** WHAT THE TASK REQUIRES **
Retype the whole listing below, character for character.

====== INFORMATION SUPPLIED ======

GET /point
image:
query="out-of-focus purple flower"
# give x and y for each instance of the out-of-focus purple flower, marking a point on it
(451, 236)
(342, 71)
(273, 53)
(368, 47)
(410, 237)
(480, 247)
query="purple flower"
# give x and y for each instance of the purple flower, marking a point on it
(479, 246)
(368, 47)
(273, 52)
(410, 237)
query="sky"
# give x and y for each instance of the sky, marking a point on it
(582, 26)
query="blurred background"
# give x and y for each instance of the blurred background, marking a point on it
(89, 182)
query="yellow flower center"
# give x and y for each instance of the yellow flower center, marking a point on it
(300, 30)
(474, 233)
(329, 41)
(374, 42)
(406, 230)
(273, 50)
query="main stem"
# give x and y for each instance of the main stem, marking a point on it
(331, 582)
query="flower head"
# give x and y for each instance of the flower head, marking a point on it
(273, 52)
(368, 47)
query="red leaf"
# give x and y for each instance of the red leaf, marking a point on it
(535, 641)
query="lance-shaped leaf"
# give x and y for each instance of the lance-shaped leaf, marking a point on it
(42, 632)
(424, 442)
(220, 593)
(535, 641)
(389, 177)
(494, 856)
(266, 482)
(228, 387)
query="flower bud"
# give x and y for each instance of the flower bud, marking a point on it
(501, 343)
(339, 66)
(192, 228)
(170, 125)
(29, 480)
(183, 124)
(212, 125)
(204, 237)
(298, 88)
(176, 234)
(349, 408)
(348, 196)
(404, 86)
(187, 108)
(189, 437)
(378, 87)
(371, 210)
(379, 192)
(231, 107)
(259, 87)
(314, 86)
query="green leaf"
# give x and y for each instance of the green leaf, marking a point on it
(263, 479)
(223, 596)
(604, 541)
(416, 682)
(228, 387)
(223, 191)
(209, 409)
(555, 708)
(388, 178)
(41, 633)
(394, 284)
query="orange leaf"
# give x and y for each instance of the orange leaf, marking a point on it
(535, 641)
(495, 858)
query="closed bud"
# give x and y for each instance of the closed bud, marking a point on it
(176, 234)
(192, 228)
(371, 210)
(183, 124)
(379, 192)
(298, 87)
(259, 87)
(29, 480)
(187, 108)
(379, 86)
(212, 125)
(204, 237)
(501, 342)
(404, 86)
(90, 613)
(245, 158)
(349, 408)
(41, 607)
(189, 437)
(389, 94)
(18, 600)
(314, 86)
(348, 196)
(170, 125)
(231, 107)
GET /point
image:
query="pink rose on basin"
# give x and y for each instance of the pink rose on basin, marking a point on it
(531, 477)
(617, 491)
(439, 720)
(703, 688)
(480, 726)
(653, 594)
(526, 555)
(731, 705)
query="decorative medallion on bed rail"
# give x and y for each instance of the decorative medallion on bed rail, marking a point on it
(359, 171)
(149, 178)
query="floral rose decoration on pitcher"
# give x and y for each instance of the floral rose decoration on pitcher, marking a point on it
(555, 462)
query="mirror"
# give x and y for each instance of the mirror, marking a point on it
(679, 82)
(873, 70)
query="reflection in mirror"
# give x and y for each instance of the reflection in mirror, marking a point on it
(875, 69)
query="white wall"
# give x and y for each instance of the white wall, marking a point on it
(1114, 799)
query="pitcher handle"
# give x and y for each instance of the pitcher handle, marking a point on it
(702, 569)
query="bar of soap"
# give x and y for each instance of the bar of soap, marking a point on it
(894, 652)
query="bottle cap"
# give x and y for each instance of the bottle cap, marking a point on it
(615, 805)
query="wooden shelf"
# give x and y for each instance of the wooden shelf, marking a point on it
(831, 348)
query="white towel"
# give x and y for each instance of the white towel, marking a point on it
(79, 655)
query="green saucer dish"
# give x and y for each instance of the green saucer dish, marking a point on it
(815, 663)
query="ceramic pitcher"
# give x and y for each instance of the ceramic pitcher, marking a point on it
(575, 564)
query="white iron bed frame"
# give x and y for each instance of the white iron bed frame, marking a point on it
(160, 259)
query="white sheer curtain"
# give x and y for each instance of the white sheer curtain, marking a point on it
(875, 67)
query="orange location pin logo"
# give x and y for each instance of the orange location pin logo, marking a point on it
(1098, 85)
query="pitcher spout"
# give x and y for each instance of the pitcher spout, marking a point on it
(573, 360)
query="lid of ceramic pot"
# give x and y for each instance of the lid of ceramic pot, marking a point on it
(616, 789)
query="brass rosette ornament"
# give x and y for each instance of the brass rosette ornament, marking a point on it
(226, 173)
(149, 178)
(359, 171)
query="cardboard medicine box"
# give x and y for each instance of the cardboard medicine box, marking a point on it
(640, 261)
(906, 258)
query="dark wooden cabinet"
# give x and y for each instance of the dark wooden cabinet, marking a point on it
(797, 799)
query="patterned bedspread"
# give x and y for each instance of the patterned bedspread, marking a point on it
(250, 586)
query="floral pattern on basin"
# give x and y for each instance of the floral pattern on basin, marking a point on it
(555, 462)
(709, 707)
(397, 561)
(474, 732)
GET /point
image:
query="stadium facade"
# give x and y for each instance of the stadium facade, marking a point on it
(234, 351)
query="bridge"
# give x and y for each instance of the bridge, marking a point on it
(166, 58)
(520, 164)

======

** THE ANSWER **
GET /point
image:
query="out-of-focus purple flower"
# give x and y for each instance of the out-of-focus purple flower, marking a point on it
(451, 236)
(342, 71)
(273, 53)
(368, 47)
(410, 237)
(480, 247)
query="purple flower"
# give x and y for each instance of the purple flower, marking a point on it
(479, 246)
(368, 47)
(273, 52)
(410, 237)
query="sky"
# give x and y for each instance of the sky, marking a point on it
(582, 26)
query="blurred background"
# give x and y for each instance of the blurred background, marking a point on it
(89, 182)
query="yellow flower center"
# give x and y for each instance of the yellow flower center, marking a point on it
(300, 30)
(474, 233)
(329, 41)
(374, 42)
(406, 230)
(273, 50)
query="main stem"
# give x and y for each instance of the main stem, marking a point on it
(331, 582)
query="flower head"
# give x and y for each instance of the flower head, marking a point on it
(273, 52)
(368, 47)
query="red leaf"
# give x and y for each instance of the red leaf, marking a point on it
(535, 641)
query="lance-shaped leaf"
# give x and y for each instance of the lance-shaped leaf, marking a point on it
(42, 632)
(424, 442)
(220, 593)
(535, 641)
(389, 177)
(494, 856)
(266, 482)
(228, 387)
query="flower bud"
# give x and y for each instance of the flower bud, marking a point on it
(501, 343)
(339, 66)
(192, 228)
(170, 125)
(29, 480)
(183, 124)
(212, 125)
(204, 237)
(298, 88)
(176, 234)
(349, 408)
(348, 196)
(404, 86)
(187, 108)
(189, 437)
(378, 87)
(371, 210)
(379, 192)
(231, 107)
(259, 87)
(314, 86)
query="green leaf"
# give x and y for each instance of the green leaf, marking a point on it
(263, 479)
(223, 596)
(604, 541)
(416, 682)
(228, 387)
(223, 191)
(209, 409)
(555, 708)
(388, 178)
(41, 633)
(394, 284)
query="orange leaf"
# give x and y for each instance of the orange leaf, marking a point on it
(535, 641)
(495, 858)
query="closed bud"
# give x and y for each instance of the closed bud, marking a point on it
(176, 234)
(192, 228)
(371, 210)
(183, 124)
(379, 192)
(298, 87)
(259, 87)
(29, 480)
(187, 108)
(379, 86)
(212, 125)
(204, 237)
(501, 342)
(404, 86)
(90, 613)
(245, 158)
(349, 408)
(41, 607)
(189, 437)
(389, 94)
(18, 600)
(314, 86)
(348, 196)
(170, 125)
(231, 107)
GET /point
image:
query="pink rose on basin"
# give x and y for each instance of the pink rose on basin, marking a point on it
(531, 477)
(617, 491)
(439, 720)
(703, 688)
(480, 726)
(653, 594)
(526, 555)
(731, 705)
query="decorative medallion on bed rail"
# give x and y for each instance of the decorative medallion on bed rail, marking a point on it
(359, 171)
(149, 178)
query="floral rose decoration on pitcher"
# give x and y for each instance of the floral rose decoration on pitcher, marking a point on it
(555, 462)
query="mirror"
# give x and y for each instance of the mirror, marking a point on it
(679, 82)
(873, 70)
query="reflection in mirror"
# give x and y for each instance of the reflection in mirror, marking a point on it
(875, 69)
query="white wall"
# give x and y for each instance of the white wall, marking a point on it
(1114, 799)
query="pitcher handle"
# give x and y for each instance of the pitcher handle, marking a point on it
(702, 569)
query="bar of soap"
# give x and y for each instance of the bar of soap, marking a point on it
(894, 652)
query="bottle cap"
# give x and y for each instance of the bottle cap, marking a point on it
(615, 805)
query="wooden shelf"
# give x and y for each instance of the wooden shelf, marking a point on it
(831, 348)
query="white towel"
# give x and y for each instance of the white towel, marking a point on it
(79, 655)
query="green saucer dish"
# give x and y for each instance of the green saucer dish, marking a point on it
(815, 663)
query="ceramic pitcher"
# give x and y for each instance of the ceramic pitcher, marking a point on it
(575, 564)
query="white iron bed frame"
# give x and y for each instance of the white iron bed frame, marking a point on it
(160, 259)
query="white sheer curtain"
# give x and y for each instance of the white sheer curtain, marking a point on it
(875, 67)
query="orange location pin logo"
# give x and y for each instance of the orange location pin logo, marking a point on it
(1098, 85)
query="pitcher spout"
# give x and y for each instance of the pitcher spout, marking a point on it
(573, 360)
query="lid of ceramic pot"
# give x and y for each instance of the lid of ceramic pot, marking a point on it
(616, 789)
query="brass rosette ornament"
# give x and y for each instance of the brass rosette ornament, marking a point on it
(226, 173)
(149, 178)
(359, 171)
query="cardboard medicine box"
# give x and y for each instance of the cardboard medicine box, marking a point on it
(640, 261)
(906, 258)
query="dark wooden cabinet"
# give x and y for each instance of the dark wooden cabinet, marking a point on it
(797, 799)
query="patterned bedspread"
# give x and y for each instance of the patterned bedspread, marking a point on it
(250, 586)
query="floral pattern on basin"
# give x and y for each instance of the floral pattern on basin, marking a point on it
(555, 462)
(709, 707)
(397, 561)
(474, 732)
GET /point
image:
query="stadium facade"
# give x and y for each instance of the stadium facade, marking a point on it
(234, 351)
query="bridge"
# give x and y for each instance of the bridge, marking a point on it
(166, 58)
(520, 164)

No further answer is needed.